Requirements:
Identify every line in the listing below that contains the word "mirror", and copy each of those lines.

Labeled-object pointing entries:
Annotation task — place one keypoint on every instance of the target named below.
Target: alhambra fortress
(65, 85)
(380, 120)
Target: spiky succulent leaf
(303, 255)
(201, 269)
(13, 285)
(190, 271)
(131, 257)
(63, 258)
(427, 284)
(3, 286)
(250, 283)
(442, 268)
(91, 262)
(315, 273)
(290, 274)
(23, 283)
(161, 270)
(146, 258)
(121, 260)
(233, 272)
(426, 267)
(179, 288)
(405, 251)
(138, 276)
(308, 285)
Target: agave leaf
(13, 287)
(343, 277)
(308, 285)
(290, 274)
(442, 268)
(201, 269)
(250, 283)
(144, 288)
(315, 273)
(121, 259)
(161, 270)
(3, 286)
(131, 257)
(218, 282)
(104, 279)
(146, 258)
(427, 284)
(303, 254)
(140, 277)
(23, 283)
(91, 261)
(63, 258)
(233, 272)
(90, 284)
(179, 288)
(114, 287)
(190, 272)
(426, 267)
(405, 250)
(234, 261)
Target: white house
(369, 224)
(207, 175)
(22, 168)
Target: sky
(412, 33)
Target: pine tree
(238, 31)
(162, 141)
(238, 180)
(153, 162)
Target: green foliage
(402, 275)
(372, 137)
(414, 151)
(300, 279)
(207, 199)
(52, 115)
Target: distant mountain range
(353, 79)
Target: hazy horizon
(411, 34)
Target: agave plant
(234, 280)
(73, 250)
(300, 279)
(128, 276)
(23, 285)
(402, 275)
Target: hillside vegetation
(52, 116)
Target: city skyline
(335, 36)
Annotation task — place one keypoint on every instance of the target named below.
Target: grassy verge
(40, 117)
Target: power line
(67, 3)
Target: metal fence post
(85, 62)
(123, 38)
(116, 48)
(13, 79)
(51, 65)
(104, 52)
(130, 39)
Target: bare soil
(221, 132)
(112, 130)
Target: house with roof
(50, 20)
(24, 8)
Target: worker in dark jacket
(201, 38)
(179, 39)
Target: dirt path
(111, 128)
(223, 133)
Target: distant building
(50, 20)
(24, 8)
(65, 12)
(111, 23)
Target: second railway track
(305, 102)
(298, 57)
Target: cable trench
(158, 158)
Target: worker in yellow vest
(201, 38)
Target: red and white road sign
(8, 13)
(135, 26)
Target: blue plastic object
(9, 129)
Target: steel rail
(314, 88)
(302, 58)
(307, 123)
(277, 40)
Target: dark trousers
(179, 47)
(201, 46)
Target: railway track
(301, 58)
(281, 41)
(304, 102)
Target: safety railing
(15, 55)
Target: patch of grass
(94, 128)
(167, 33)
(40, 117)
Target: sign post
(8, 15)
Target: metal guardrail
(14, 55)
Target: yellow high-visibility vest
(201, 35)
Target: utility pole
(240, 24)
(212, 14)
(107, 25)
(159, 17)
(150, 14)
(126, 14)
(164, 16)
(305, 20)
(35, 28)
...
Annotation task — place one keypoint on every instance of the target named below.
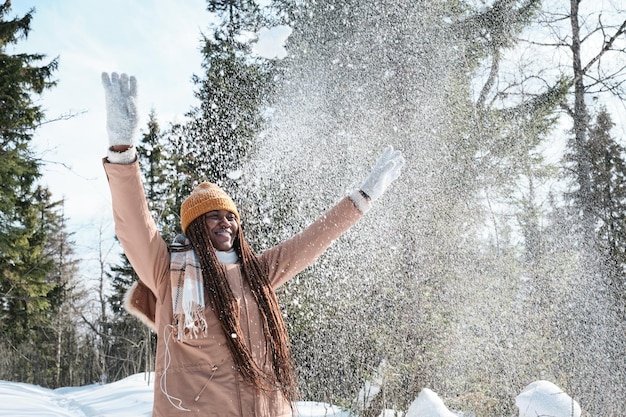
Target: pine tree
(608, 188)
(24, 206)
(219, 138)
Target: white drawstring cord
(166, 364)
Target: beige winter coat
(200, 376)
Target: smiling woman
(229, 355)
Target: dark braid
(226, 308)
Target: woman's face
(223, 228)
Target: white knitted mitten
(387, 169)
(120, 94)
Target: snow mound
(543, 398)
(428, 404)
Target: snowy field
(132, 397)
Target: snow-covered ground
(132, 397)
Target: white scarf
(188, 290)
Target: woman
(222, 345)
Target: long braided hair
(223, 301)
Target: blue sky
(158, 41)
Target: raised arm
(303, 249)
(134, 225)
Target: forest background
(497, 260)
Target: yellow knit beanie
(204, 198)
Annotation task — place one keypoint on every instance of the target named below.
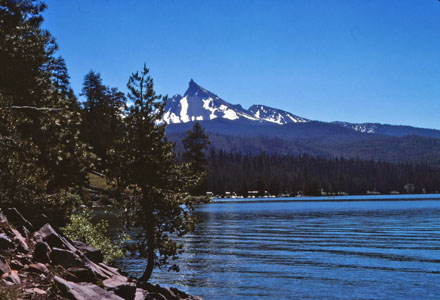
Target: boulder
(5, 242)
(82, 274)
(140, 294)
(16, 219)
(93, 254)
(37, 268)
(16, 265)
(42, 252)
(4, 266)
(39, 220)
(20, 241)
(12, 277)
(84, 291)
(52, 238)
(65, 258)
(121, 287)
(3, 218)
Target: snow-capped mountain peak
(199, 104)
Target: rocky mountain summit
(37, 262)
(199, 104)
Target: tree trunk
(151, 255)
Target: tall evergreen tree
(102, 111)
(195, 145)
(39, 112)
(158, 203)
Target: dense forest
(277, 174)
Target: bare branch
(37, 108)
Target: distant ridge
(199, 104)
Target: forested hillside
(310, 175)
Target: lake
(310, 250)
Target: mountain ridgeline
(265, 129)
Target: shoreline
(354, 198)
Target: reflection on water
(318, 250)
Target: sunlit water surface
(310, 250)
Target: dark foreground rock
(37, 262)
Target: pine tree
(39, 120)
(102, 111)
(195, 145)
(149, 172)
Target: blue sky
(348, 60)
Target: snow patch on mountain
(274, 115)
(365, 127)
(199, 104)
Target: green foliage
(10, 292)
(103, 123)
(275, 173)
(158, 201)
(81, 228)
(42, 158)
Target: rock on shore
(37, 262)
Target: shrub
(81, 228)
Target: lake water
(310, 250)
* * *
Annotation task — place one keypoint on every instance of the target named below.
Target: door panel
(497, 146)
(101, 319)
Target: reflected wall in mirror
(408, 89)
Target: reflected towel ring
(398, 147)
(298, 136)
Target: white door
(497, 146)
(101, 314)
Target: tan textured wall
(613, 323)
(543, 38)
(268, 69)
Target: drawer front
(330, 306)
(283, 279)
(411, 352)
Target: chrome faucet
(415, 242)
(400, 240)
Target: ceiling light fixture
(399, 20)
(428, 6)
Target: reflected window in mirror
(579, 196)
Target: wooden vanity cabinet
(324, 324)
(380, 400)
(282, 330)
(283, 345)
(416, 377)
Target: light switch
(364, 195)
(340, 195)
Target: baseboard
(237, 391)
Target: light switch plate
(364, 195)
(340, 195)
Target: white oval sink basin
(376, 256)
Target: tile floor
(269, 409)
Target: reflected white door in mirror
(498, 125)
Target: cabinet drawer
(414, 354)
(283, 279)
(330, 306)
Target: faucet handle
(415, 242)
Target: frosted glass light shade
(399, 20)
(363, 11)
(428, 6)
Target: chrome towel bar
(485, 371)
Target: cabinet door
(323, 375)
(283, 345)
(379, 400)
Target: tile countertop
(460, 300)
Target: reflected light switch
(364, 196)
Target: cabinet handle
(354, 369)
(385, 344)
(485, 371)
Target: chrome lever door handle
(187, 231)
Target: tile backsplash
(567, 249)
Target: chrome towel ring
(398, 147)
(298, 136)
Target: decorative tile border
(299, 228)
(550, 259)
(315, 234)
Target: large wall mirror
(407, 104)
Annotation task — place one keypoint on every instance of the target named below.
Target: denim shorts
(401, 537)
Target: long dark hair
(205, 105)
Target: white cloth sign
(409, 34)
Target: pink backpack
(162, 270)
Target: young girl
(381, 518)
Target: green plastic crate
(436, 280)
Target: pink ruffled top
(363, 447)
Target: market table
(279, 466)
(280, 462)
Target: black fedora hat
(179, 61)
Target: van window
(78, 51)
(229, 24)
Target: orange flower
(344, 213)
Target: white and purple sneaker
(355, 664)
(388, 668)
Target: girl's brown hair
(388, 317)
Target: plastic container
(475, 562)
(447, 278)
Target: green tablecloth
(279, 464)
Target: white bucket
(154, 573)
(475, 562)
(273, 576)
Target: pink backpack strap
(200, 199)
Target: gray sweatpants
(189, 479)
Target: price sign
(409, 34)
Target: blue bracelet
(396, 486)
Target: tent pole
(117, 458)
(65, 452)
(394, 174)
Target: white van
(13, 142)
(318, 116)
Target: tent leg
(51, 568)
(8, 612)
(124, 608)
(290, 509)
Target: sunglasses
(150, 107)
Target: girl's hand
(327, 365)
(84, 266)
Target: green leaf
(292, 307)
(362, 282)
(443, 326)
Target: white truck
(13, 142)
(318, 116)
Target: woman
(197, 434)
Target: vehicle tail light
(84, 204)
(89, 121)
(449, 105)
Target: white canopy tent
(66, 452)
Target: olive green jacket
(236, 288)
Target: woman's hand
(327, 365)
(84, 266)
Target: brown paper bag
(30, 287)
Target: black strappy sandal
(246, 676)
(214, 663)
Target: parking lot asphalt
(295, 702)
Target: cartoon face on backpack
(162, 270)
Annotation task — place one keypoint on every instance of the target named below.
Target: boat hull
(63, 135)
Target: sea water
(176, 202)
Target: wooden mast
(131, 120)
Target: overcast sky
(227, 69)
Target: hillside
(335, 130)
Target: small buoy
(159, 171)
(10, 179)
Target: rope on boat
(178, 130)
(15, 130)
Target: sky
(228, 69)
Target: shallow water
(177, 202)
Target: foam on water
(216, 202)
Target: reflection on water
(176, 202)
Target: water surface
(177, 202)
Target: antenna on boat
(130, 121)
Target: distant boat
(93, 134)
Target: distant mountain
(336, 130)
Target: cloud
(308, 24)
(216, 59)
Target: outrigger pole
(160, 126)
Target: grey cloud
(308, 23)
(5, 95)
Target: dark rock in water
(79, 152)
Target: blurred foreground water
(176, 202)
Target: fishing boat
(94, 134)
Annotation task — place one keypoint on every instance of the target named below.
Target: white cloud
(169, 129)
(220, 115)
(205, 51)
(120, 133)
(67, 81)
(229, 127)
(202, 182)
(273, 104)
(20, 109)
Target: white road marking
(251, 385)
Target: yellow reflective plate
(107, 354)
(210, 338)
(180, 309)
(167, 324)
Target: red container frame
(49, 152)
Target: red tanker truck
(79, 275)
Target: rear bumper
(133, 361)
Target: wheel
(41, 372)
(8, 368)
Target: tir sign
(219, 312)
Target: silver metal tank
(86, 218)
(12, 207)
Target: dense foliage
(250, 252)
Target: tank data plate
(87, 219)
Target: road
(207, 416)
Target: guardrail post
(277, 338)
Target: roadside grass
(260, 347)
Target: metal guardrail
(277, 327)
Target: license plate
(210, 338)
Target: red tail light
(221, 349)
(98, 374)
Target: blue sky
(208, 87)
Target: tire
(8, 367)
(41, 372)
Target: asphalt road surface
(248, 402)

Exercise solution:
Target: reflected wall in mirror
Target: reflected window in mirror
Target: reflected white door in mirror
Target: large wall mirror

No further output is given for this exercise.